## Selected passage
We all have walls from time to time. Areas that we do not allow others to get close to, let alone enter. My wall was in the shape of a mask, and I wore it faithfully. On the outside I projected a happy woman, with a wonderful marriage, home and life. No one knew the pain and ugliness hidden behind the charade.
The constructing of my wall began in childhood. Home was not a happy place; the protection one expects from ones parents didn’t exist in our family. I felt out of place in school, not a total outcast but not welcome in the popular circle either. I used the shield of humor, telling jokes and shooting quick witted retorts to ward off the pain of emptiness. I was funny and entertaining. The mask was being formed to fit my face quite well.
I was desperate to escape my dysfunctional household, and the notion of marriage was romantic and that first boyfriend, dangerously thrilling. Not being wise enough, nor experienced enough, to discern any danger signs, I married him. I was not quite 18.
By the time I was 25 I had birthed two children and been beaten down by my husband more times than I could count. He worked hard at keeping me isolated; there was no one I could confide in. The wall became firmly set in place.
I wore the mask 24-7. To allow honest emotion to surface would be to cut the jugular and bleed to death. So it is still amazing to me how God penetrated the barrier around my heart to speak His love to me.
I had developed a habit of taking my morning coffee before anyone else was awake, relishing the privacy, solitude and peace. I had no agenda other than to spin dreams and gather up energy for another day.
Suddenly breaking into the quiet thunder of my thoughts, came a voice that reverberated into my spirit. I knew without a doubt I had just heard the voice of God. It is hard for me to distinguish between what was heard and what was felt, even all these many years later. The Holy Spirit, breathed words into my spirit, words that resonated deep into the depths of my soul.

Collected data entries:
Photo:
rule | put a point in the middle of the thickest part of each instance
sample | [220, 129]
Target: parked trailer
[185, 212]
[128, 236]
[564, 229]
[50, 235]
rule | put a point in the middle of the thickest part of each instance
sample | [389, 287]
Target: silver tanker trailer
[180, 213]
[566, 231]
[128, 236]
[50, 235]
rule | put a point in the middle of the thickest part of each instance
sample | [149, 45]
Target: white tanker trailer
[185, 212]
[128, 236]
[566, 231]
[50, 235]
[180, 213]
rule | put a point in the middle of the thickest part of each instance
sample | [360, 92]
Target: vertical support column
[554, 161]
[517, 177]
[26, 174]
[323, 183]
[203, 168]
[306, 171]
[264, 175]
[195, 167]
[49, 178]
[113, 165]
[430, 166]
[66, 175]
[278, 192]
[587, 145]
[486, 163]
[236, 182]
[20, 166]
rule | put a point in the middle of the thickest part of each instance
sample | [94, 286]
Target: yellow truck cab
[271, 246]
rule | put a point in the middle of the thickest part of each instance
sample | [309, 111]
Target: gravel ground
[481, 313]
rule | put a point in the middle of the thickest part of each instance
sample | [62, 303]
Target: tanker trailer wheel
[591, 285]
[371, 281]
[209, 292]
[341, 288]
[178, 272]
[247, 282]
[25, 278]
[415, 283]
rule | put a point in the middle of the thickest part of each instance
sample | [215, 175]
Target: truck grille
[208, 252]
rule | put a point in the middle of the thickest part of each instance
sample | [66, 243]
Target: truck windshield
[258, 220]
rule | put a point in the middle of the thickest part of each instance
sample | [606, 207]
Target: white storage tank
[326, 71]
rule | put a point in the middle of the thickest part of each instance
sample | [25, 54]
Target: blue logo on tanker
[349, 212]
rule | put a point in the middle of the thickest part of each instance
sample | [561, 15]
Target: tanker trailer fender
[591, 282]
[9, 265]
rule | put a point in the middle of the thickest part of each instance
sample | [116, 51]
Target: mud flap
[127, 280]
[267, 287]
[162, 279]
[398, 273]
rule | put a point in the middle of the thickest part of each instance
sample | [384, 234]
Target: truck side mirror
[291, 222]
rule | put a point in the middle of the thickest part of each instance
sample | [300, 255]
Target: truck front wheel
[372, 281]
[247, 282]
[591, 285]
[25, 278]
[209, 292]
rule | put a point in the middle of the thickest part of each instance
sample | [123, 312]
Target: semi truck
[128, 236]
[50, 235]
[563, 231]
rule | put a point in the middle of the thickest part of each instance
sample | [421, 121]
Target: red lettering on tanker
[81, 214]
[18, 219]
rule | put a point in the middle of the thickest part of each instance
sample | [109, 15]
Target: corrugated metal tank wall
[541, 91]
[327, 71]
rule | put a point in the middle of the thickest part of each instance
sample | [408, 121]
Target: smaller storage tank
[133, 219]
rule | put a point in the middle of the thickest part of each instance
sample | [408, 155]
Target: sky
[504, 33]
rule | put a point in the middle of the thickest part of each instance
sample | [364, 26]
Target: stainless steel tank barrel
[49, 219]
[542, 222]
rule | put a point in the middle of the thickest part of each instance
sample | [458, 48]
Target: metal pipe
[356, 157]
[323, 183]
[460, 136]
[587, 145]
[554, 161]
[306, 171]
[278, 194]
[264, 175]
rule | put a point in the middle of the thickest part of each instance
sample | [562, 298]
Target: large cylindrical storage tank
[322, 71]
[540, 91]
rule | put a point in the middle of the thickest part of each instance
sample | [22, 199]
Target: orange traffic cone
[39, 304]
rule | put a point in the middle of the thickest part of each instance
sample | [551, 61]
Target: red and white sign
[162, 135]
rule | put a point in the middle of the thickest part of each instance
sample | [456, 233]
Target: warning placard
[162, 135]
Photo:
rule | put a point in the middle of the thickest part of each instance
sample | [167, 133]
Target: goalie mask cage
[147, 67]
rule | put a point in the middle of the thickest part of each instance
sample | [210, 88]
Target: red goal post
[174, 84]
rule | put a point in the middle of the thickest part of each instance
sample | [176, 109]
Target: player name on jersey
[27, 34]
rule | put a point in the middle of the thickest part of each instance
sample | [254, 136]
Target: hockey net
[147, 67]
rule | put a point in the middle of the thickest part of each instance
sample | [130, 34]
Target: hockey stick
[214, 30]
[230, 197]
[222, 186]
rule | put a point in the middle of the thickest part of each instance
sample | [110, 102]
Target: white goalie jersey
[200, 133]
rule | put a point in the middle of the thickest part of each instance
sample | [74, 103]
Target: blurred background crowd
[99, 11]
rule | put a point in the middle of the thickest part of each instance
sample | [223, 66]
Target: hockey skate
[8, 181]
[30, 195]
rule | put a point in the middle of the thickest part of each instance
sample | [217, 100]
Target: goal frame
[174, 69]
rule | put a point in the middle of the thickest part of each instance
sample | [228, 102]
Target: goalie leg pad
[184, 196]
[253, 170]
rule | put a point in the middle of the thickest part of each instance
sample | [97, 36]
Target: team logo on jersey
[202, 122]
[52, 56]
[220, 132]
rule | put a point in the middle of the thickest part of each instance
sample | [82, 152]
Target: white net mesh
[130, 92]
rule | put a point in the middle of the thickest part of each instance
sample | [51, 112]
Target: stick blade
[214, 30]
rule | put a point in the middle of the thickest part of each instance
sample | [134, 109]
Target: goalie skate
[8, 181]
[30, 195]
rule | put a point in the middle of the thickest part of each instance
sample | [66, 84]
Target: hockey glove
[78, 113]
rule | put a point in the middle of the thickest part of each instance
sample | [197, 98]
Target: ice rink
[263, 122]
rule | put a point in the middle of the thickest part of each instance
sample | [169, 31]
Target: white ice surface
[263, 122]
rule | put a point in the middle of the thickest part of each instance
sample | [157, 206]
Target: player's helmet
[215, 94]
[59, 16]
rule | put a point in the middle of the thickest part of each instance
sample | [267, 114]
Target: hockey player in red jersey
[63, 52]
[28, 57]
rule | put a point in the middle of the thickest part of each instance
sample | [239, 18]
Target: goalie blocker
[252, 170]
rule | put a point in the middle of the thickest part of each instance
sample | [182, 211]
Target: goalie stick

--

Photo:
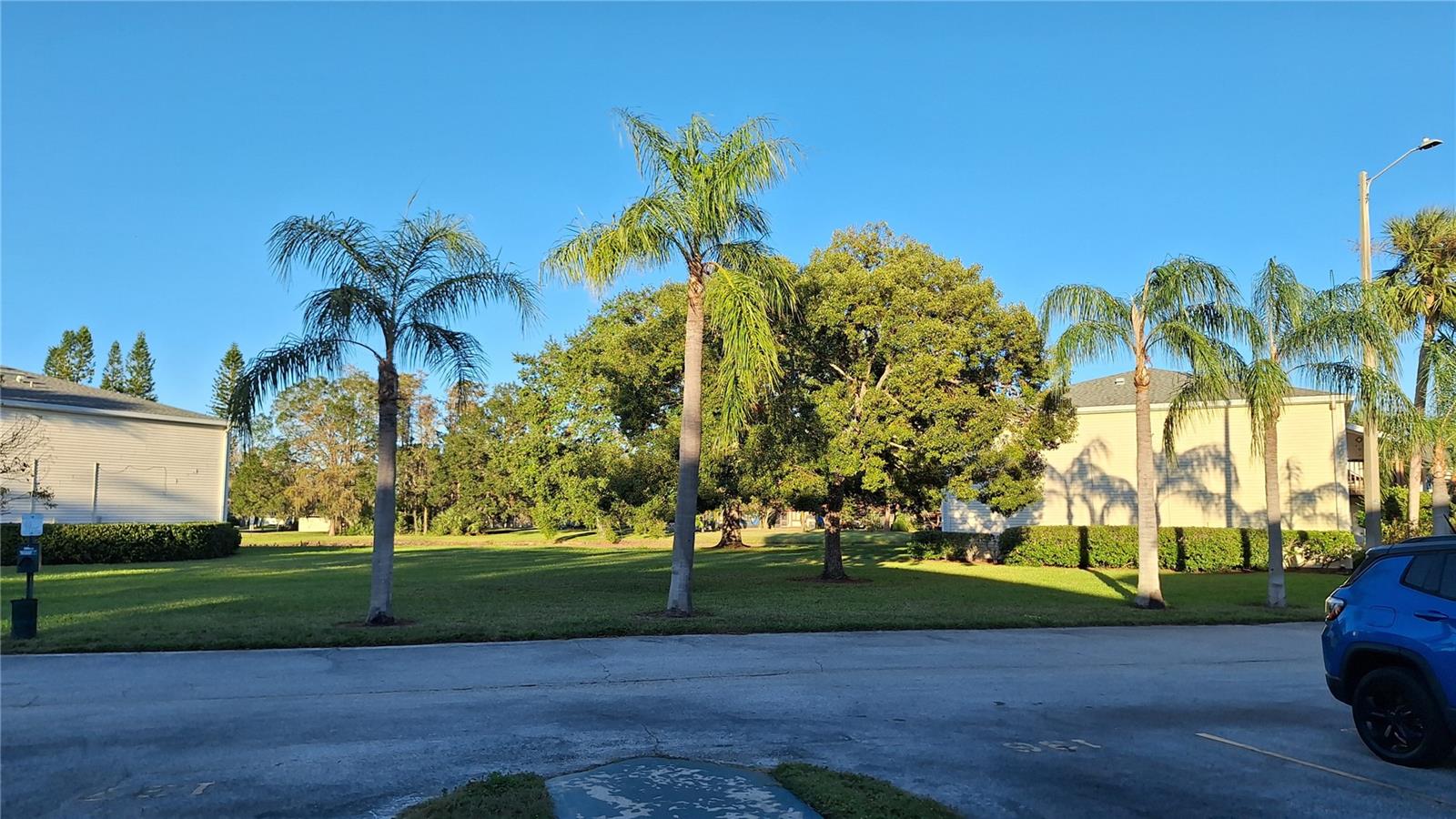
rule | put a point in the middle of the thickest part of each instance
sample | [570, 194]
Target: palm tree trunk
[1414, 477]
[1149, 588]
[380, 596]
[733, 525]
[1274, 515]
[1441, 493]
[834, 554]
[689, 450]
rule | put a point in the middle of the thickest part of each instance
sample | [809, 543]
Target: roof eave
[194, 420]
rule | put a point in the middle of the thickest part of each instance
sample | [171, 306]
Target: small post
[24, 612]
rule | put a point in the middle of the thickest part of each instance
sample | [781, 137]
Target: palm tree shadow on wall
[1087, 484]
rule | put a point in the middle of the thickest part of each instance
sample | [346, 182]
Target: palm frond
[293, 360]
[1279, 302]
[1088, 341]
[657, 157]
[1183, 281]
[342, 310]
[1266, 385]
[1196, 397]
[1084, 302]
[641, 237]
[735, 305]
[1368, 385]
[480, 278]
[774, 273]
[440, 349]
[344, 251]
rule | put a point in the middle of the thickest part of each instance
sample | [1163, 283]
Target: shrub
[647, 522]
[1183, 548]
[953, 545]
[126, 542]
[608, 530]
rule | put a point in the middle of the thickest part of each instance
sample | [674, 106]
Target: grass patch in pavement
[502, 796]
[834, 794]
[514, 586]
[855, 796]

## Required action 1
Decide whether each statement agrees with the memoir excerpt. Answer yes or no for each and quote the deciding words of the excerpt. (a) The writer married before turning 18. (b) By age 25 the writer had given birth to three children. (c) The writer drank morning coffee before anyone else was awake.
## Required action 2
Rewrite the memoir excerpt between "I was desperate" and "not quite 18.", inclusive, changing "dangerously thrilling" to "wildly exciting".

## Exercise output 1
(a) Yes: "I was not quite 18."
(b) No: "I had birthed two children"
(c) Yes: "taking my morning coffee before anyone else was awake"

## Exercise output 2
I was desperate to escape my dysfunctional household, and the notion of marriage was romantic and that first boyfriend, wildly exciting. Not being wise enough, nor experienced enough, to discern any danger signs, I married him. I was not quite 18.